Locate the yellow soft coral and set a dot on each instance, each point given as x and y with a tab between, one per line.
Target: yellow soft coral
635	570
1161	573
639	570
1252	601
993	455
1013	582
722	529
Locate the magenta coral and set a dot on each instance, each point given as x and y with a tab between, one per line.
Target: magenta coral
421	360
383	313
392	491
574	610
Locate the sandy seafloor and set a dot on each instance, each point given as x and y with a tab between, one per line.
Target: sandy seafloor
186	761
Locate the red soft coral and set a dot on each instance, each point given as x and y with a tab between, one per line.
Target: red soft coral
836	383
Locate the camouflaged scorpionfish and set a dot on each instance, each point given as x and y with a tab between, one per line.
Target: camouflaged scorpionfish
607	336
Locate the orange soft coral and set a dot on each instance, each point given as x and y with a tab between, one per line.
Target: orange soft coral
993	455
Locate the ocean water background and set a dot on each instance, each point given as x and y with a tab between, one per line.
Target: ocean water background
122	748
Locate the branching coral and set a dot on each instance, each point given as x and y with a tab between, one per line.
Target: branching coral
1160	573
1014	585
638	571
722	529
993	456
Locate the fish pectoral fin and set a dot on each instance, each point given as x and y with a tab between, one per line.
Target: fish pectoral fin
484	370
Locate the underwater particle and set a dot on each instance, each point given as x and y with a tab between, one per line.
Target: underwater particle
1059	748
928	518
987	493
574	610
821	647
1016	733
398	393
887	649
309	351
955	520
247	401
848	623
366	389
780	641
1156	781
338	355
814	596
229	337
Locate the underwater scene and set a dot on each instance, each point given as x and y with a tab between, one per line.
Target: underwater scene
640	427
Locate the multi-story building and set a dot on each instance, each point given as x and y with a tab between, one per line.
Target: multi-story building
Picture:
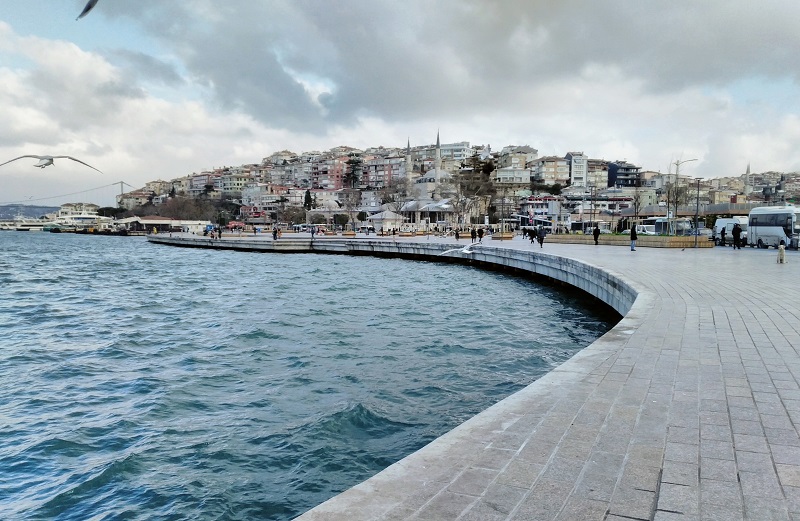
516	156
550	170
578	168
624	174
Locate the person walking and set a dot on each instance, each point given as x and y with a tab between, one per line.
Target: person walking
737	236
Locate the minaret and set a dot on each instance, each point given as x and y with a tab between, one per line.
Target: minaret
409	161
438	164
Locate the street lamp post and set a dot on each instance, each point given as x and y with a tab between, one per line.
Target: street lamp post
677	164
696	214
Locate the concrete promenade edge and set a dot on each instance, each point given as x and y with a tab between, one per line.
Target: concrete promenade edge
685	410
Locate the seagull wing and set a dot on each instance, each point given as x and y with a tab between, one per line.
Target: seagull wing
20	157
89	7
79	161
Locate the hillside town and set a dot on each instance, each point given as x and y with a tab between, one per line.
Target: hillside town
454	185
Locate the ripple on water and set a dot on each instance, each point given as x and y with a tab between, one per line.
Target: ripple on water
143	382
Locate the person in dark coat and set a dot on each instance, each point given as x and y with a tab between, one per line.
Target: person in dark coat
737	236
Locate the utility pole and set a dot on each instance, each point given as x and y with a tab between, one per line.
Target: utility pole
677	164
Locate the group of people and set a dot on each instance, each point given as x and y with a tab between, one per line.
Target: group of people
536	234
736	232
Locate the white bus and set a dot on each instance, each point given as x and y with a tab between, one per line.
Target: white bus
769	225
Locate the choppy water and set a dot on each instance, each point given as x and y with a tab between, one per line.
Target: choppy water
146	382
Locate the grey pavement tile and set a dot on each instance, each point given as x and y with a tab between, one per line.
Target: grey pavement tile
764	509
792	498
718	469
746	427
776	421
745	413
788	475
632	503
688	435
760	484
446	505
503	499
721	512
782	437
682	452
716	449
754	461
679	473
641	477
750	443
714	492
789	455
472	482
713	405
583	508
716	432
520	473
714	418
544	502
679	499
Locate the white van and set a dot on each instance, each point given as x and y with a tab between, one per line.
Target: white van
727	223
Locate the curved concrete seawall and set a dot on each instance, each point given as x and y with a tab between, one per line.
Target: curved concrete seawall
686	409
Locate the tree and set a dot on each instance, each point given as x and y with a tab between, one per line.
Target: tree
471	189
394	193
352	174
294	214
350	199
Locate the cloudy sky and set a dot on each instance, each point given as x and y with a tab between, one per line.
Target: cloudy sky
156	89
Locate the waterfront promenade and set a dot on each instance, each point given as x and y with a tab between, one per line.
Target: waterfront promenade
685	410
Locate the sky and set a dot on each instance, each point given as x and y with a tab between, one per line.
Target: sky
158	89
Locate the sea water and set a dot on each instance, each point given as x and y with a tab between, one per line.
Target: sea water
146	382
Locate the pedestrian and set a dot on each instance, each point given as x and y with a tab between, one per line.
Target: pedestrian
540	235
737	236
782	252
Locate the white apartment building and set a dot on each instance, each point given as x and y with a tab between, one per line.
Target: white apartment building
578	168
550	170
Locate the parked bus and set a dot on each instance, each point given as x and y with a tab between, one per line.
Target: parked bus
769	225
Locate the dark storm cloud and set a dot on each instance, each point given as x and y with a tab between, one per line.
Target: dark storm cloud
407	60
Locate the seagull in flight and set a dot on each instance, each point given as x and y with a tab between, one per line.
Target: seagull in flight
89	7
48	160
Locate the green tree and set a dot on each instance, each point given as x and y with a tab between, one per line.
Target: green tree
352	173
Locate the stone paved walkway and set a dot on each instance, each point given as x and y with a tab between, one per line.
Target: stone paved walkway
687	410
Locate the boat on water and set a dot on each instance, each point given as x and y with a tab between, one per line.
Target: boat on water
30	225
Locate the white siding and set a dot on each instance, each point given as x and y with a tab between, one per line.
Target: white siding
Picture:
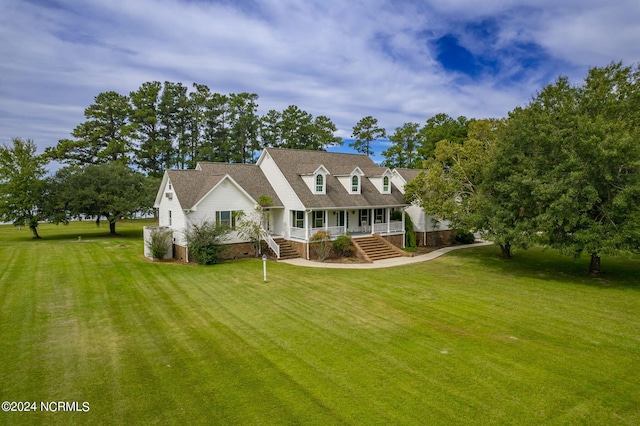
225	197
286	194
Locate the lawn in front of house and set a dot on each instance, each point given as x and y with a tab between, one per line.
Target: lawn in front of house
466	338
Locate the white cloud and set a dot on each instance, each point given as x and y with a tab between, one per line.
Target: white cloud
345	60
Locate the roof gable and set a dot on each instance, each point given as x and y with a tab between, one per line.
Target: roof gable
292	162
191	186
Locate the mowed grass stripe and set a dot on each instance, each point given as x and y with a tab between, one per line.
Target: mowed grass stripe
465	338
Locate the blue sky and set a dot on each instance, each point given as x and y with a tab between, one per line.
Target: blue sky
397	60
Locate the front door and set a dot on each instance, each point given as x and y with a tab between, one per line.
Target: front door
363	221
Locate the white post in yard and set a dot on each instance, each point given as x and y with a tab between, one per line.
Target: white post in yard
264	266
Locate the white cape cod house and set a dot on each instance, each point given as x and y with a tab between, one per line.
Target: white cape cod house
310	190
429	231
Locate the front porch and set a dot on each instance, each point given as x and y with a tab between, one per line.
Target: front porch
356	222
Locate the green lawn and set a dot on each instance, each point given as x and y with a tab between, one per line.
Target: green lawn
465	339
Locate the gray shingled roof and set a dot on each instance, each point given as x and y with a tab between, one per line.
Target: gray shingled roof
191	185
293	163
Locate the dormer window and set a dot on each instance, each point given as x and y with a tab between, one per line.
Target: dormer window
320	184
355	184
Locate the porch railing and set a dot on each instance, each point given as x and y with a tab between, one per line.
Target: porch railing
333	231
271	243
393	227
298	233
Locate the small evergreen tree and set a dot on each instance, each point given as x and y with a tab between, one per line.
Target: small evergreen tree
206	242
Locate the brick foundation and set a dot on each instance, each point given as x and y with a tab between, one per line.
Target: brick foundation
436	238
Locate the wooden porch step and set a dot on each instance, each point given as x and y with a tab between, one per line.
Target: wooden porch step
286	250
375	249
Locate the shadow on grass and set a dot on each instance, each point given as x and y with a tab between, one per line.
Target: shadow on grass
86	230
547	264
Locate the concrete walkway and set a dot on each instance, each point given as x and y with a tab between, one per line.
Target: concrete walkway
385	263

##############################

- _Stated task_: Return exactly the lines of the data, and only those, from the line with "Locate the white post" through the last line, inclusive.

- _Answer below_:
Locate the white post in yard and set a dot on each instance, each point given as x and y with a tab between, one per line.
Target: white post in yard
264	266
Locate the white cape cod house and set a dot on each instance, each point given as x and y with a tab between, one per line.
Target: white cape cod house
310	190
429	231
Locate the front porch and set a dot on each instance, each point given as x and y with a tab between, one per line.
Target: front porch
356	222
Locate the green lawn and set a dot on each instance, each point given as x and y with a tab between, one per line.
Target: green lawn
465	339
Locate the gray shingled roof and set a dot on each instance, each point given as x and y with a tab between, one per line.
Target: gray shingled roof
191	185
293	163
Locate the dormer window and set a dot on each instance, each point given as x and y with a tab between, one per line.
Target: dormer window
320	184
355	184
Locate the porch railing and set a dot on each instance, each point given as x and y with a tab between, one per line.
Target: porch railing
333	231
271	243
393	227
298	233
Locate the small evergreen tree and set a dot on each instance, each point given as x and y with a tab between, one per line.
Target: small evergreen tree
206	242
Locate the brick foundation and set a dot on each instance, each point given as x and y with a tab between, one per line.
Target: brick foundation
436	238
Locate the wooden porch step and set a dot on each instance, each point given as x and y with a tab between, one per line.
Target: wooden porch step
286	250
375	249
Locate the shadow on grass and set a dot on each instance, each point given as x and y with a tab between, one per line.
Target: shadow on grass
86	230
547	264
Locate the concrete walkway and set a dot on each instance, each point given as x and y with a tab between, one per line.
Target: concrete walkway
385	263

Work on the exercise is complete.